Data section -
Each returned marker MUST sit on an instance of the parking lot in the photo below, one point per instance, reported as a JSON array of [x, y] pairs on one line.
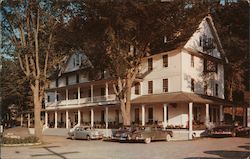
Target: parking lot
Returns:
[[61, 148]]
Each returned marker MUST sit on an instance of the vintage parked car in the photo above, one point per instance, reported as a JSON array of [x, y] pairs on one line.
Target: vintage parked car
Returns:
[[229, 130], [147, 134], [121, 132], [85, 132]]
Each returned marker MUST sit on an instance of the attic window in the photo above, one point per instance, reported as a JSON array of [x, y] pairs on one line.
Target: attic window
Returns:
[[77, 60], [207, 43]]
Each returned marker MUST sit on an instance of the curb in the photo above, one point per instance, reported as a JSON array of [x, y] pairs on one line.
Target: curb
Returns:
[[16, 145]]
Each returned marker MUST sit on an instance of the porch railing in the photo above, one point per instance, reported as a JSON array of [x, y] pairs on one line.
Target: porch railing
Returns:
[[82, 100]]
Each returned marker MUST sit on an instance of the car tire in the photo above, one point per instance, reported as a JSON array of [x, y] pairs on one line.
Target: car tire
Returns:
[[88, 137], [168, 138], [147, 140], [233, 134]]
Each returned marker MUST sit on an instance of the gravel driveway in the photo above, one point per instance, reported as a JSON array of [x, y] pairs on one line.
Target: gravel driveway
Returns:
[[61, 148]]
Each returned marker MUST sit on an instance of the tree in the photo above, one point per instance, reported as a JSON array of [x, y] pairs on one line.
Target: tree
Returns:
[[28, 29], [118, 34], [14, 87], [232, 22]]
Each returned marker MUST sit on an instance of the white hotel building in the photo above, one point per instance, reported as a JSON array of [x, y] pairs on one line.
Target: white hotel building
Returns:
[[182, 88]]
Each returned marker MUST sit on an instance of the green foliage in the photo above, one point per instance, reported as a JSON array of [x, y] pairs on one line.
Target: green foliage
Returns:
[[232, 22], [26, 140]]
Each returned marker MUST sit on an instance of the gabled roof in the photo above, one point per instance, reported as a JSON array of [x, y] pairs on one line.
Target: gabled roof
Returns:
[[216, 36]]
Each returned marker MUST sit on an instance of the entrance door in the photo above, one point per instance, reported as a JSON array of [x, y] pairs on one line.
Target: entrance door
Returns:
[[150, 115]]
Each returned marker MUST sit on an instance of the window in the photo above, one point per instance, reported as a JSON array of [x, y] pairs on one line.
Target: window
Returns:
[[137, 116], [117, 116], [192, 85], [192, 60], [102, 91], [165, 60], [67, 80], [150, 115], [137, 88], [89, 92], [197, 113], [210, 66], [102, 116], [205, 88], [77, 78], [76, 117], [163, 113], [77, 60], [61, 117], [90, 115], [150, 87], [56, 82], [216, 89], [165, 85], [216, 67], [150, 64]]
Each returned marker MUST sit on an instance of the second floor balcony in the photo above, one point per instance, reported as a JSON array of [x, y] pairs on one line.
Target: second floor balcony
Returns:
[[82, 101], [80, 95]]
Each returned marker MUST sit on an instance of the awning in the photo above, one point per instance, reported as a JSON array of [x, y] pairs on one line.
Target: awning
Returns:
[[180, 97]]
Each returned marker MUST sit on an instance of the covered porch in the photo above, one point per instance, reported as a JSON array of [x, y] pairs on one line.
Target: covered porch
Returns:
[[189, 111]]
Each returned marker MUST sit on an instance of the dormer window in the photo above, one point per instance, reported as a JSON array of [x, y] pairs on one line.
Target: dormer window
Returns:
[[77, 60], [207, 43]]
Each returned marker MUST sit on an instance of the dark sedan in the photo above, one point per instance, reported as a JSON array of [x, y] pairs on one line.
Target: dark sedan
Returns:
[[147, 134]]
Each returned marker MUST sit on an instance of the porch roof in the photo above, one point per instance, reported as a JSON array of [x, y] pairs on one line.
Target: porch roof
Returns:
[[180, 97]]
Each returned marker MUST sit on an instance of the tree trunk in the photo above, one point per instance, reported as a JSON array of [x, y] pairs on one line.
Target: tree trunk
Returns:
[[37, 110]]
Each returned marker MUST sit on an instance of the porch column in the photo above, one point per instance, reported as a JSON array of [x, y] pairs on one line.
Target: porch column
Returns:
[[106, 90], [207, 118], [28, 120], [143, 114], [67, 96], [221, 113], [233, 113], [79, 94], [67, 119], [46, 119], [248, 117], [92, 117], [79, 117], [190, 121], [21, 120], [107, 117], [92, 93], [55, 119], [165, 122]]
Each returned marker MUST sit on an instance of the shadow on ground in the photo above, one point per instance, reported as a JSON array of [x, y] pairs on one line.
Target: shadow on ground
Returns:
[[221, 154], [52, 152]]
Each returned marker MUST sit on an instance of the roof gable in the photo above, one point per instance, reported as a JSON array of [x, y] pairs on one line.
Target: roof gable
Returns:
[[76, 61], [206, 40]]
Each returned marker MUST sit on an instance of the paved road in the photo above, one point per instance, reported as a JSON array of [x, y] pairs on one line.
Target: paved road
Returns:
[[61, 148]]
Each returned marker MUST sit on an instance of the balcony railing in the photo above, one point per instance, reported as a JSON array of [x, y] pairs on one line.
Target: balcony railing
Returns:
[[87, 100]]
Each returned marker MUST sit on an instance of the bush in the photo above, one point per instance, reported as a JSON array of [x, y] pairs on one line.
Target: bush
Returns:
[[30, 139]]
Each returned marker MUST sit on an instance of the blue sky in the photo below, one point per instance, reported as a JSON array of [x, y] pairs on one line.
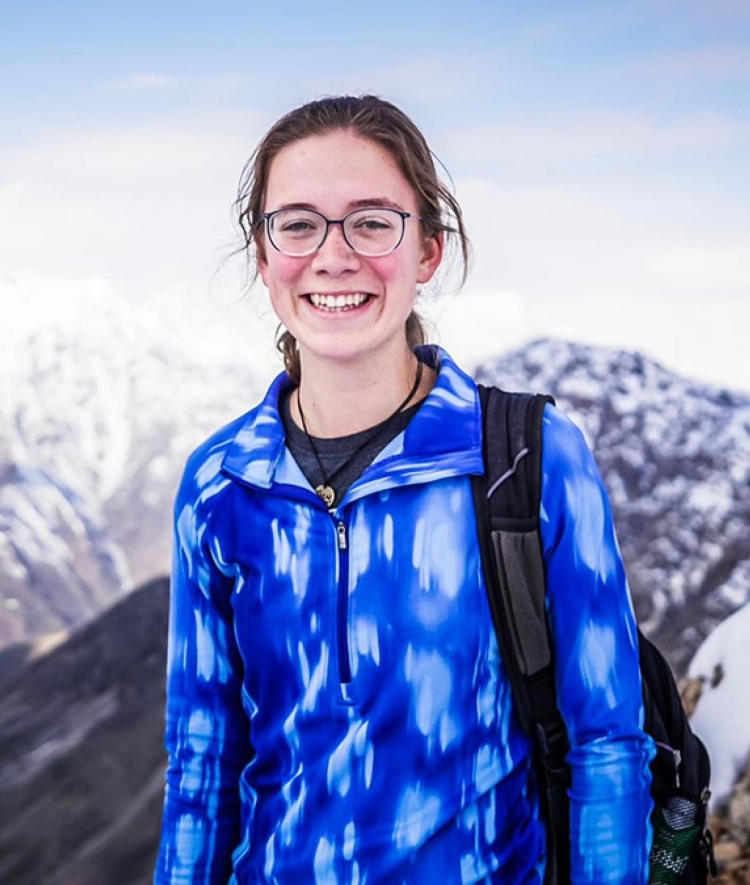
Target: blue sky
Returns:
[[600, 149]]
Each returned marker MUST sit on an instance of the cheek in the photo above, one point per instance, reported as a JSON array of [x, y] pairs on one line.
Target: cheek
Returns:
[[279, 272]]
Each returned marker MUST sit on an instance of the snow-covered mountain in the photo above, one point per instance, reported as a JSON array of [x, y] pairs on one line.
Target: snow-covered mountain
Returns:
[[101, 402], [99, 405], [675, 456]]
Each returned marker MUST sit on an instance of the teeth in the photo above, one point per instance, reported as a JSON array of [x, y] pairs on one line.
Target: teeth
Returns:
[[338, 302]]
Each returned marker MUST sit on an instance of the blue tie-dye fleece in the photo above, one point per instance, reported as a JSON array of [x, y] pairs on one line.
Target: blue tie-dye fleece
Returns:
[[337, 711]]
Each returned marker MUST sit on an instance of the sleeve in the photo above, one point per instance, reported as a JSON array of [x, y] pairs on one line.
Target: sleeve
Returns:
[[207, 730], [596, 659]]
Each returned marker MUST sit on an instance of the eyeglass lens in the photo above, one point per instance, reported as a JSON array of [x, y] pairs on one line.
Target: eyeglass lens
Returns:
[[368, 231]]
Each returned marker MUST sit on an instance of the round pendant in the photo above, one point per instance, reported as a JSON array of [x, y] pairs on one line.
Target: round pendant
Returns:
[[326, 493]]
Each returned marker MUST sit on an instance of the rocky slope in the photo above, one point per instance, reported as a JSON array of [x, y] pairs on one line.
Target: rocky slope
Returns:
[[675, 456], [81, 758]]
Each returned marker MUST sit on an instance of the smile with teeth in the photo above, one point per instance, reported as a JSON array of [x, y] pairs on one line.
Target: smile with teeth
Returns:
[[338, 302]]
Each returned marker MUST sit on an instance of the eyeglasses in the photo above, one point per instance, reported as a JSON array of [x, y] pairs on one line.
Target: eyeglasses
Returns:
[[371, 232]]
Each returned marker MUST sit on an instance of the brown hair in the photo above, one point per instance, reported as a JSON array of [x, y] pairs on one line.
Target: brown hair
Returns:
[[381, 122]]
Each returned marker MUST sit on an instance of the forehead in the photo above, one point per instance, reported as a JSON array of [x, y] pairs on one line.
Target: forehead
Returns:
[[333, 171]]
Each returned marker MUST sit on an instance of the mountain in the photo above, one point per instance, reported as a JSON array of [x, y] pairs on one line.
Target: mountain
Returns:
[[81, 752], [100, 403], [96, 420], [675, 457]]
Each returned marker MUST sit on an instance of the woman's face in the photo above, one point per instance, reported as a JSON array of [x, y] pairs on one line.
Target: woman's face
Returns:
[[334, 174]]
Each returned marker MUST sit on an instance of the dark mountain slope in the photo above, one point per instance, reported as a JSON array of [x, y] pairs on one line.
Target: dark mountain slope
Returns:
[[81, 759]]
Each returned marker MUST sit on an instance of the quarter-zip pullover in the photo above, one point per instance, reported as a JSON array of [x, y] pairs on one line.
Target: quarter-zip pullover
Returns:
[[337, 708]]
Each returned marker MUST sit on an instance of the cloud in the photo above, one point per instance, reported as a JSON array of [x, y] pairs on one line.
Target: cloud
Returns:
[[143, 207], [607, 135], [146, 82], [701, 65], [414, 80]]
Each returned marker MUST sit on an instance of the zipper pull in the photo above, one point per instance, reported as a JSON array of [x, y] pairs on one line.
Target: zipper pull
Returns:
[[341, 534]]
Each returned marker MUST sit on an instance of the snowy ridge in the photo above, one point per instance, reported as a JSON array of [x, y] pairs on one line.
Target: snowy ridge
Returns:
[[675, 456], [101, 401], [97, 414]]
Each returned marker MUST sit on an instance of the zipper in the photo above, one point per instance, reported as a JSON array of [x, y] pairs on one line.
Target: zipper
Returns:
[[342, 613], [676, 759]]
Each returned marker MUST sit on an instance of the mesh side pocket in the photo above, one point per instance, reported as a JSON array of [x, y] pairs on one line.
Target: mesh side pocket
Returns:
[[677, 829]]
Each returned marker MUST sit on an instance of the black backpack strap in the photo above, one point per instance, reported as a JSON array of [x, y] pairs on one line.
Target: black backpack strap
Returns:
[[506, 501]]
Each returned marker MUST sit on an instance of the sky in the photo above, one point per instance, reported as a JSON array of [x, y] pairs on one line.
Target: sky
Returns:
[[600, 151]]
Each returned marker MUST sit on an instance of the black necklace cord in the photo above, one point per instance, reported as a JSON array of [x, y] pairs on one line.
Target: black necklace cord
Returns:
[[325, 490]]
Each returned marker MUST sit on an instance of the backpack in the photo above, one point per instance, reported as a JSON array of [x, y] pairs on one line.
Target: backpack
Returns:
[[506, 500]]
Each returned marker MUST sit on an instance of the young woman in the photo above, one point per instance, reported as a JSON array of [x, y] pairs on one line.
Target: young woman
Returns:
[[337, 709]]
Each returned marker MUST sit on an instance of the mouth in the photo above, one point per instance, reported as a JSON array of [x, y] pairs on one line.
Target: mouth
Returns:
[[339, 302]]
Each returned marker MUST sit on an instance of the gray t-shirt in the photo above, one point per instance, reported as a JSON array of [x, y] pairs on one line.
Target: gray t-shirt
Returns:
[[343, 458]]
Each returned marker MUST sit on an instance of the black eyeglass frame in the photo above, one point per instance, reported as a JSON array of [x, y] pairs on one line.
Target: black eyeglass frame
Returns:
[[268, 217]]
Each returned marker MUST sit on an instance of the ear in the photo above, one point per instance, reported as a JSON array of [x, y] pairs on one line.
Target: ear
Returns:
[[432, 255], [262, 267]]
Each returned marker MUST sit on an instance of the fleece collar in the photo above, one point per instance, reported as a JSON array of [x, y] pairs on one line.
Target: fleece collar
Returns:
[[443, 439]]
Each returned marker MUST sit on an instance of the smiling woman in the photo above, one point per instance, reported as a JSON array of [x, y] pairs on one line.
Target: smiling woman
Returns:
[[337, 708]]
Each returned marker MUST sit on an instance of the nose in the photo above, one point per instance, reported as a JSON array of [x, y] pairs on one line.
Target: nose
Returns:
[[335, 255]]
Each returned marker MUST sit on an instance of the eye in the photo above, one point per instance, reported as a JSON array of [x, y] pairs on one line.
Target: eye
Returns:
[[296, 223], [374, 220]]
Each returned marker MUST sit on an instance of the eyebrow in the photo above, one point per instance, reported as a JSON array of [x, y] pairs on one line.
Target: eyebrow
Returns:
[[369, 203]]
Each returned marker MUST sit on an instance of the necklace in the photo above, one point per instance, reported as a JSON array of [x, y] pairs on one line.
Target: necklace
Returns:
[[325, 490]]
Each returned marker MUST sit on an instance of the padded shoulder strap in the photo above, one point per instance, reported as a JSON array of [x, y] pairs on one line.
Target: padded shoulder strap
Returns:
[[506, 500]]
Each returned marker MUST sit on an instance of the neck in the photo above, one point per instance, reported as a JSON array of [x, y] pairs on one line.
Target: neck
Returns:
[[342, 402]]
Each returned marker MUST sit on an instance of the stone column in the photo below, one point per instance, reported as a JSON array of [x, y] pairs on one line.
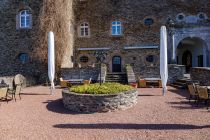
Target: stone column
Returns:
[[204, 57], [173, 49]]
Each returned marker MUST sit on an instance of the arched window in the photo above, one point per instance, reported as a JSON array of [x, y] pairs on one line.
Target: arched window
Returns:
[[25, 19], [84, 29], [23, 57], [116, 28]]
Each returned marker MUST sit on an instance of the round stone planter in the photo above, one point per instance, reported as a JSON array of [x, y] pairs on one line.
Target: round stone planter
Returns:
[[89, 103]]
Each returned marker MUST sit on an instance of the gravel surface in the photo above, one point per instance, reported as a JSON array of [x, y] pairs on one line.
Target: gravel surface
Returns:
[[40, 116]]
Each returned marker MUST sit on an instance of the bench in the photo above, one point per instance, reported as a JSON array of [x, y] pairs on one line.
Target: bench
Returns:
[[150, 82]]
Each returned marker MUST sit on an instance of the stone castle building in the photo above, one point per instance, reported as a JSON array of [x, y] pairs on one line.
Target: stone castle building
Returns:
[[127, 30]]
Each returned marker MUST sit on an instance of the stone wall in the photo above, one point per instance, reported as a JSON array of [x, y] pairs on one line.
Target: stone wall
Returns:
[[132, 13], [200, 74], [14, 41], [87, 103]]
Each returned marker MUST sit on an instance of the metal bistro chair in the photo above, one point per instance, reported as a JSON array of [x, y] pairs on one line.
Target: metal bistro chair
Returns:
[[203, 95], [193, 92]]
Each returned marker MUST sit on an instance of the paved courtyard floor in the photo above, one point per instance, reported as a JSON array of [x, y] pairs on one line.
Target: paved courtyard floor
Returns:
[[40, 116]]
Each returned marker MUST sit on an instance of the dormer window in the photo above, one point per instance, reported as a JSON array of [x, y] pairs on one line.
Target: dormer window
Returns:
[[84, 30], [116, 28]]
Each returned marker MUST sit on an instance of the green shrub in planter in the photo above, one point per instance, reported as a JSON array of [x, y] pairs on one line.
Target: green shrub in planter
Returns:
[[105, 88]]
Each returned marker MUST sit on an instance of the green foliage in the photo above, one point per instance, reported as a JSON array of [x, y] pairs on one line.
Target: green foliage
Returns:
[[105, 88]]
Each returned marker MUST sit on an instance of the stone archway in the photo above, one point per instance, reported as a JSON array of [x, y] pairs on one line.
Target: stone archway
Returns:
[[177, 35], [191, 51]]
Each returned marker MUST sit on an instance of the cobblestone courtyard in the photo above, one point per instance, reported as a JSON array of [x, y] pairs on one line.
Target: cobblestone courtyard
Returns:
[[42, 116]]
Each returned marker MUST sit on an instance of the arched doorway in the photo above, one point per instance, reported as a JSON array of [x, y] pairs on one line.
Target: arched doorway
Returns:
[[187, 60], [191, 52], [116, 64]]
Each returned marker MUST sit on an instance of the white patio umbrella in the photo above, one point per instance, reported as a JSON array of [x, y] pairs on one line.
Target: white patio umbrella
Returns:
[[51, 60], [163, 58]]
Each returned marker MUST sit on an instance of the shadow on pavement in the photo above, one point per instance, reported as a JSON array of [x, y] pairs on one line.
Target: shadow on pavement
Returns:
[[131, 126], [58, 107]]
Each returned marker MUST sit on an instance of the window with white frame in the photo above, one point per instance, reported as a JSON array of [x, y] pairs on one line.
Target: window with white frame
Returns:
[[116, 28], [84, 30], [25, 19]]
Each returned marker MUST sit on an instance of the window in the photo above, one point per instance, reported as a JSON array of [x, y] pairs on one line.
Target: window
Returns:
[[116, 28], [83, 59], [25, 19], [148, 21], [150, 58], [202, 16], [180, 17], [84, 29], [23, 57]]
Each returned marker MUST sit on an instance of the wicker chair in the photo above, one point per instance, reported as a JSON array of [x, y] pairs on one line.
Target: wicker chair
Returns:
[[193, 92], [3, 93], [203, 95]]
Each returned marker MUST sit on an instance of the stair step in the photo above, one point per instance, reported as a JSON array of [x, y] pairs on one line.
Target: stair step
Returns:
[[180, 83]]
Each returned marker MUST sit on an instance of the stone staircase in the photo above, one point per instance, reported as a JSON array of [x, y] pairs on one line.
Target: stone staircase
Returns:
[[116, 77], [182, 82]]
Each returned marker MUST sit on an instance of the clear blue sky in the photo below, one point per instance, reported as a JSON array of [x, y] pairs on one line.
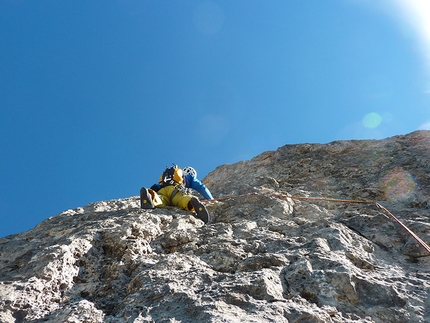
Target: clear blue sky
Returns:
[[97, 97]]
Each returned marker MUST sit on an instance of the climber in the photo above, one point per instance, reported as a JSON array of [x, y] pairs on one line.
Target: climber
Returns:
[[175, 188]]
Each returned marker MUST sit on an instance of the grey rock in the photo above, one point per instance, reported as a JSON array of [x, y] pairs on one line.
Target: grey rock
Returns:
[[269, 255]]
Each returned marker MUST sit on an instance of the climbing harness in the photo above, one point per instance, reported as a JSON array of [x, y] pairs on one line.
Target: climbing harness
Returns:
[[295, 197]]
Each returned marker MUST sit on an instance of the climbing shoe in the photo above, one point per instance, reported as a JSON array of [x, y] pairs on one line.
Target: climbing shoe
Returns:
[[145, 199], [200, 210]]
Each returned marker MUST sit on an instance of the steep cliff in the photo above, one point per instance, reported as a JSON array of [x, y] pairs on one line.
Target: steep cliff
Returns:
[[269, 255]]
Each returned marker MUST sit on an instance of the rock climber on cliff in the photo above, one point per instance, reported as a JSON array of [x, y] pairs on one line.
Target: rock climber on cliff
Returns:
[[174, 188]]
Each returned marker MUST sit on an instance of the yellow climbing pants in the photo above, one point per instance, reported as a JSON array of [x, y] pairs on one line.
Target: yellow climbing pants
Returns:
[[163, 198]]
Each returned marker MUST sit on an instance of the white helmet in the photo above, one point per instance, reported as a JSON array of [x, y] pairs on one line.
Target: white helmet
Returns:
[[190, 170]]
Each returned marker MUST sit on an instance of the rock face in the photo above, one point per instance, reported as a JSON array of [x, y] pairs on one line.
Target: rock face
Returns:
[[265, 257]]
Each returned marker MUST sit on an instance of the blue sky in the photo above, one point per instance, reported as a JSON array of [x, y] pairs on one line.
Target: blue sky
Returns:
[[97, 97]]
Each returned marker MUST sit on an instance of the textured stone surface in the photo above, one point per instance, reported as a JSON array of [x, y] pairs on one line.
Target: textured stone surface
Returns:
[[263, 259]]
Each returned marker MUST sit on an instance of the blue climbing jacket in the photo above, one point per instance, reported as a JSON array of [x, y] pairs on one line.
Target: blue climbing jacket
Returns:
[[191, 182]]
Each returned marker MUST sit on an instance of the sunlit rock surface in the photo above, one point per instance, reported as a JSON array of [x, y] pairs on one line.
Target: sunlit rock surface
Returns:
[[264, 258]]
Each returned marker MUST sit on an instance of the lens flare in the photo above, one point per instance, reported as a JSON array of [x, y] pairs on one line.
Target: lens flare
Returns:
[[398, 184]]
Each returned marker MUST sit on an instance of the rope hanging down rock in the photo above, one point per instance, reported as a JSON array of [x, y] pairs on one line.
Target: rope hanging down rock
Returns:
[[295, 197]]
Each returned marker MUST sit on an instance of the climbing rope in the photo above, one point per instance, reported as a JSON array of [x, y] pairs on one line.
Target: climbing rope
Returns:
[[295, 197]]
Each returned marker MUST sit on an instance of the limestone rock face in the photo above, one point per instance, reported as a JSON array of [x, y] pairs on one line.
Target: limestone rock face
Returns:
[[267, 256]]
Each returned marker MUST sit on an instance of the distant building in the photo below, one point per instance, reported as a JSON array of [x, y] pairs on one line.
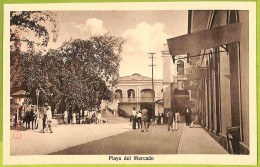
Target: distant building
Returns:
[[176, 96], [136, 91], [217, 48]]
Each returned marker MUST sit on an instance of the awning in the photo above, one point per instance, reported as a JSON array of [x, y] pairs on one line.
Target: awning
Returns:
[[195, 42]]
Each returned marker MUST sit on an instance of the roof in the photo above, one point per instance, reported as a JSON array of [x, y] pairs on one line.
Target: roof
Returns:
[[135, 77], [20, 93]]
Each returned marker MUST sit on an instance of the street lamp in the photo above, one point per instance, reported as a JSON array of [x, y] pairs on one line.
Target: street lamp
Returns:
[[37, 95]]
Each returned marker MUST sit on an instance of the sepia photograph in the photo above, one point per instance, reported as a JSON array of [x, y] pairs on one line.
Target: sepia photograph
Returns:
[[130, 84]]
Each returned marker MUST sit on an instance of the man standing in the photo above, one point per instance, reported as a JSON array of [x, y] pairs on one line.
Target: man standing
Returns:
[[169, 120], [49, 118], [145, 119], [187, 116], [65, 115], [133, 118], [44, 118], [175, 121]]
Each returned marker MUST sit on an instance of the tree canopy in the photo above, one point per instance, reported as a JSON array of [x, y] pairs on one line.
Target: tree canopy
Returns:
[[79, 73], [39, 24]]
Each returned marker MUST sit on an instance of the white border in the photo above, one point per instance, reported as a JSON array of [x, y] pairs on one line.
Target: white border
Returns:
[[158, 159]]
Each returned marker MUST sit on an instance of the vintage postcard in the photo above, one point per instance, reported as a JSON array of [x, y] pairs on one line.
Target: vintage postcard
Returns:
[[130, 83]]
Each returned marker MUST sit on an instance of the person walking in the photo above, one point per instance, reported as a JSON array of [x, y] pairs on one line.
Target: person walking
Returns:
[[81, 116], [37, 118], [169, 120], [49, 119], [73, 118], [65, 117], [187, 115], [133, 118], [77, 118], [99, 121], [175, 121], [144, 120], [139, 119], [44, 119]]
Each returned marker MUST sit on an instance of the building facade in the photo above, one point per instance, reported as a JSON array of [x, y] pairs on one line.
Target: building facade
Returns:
[[136, 91], [217, 48]]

How to complete this task -
Report each line in the data above that holds the word "vintage" by copying it.

Solved exercise -
Each returned marker MUST sit on an instance of the vintage parked car in the photo above, one point per instance, reported as a JSON array of [x, y] pairs on one line.
Target: vintage parked car
Each returned marker MUST sit on an instance of the vintage postcard in the photo above, one point per instance, reported as a JSON array of [x, y] pairs on one line.
Target: vintage postcard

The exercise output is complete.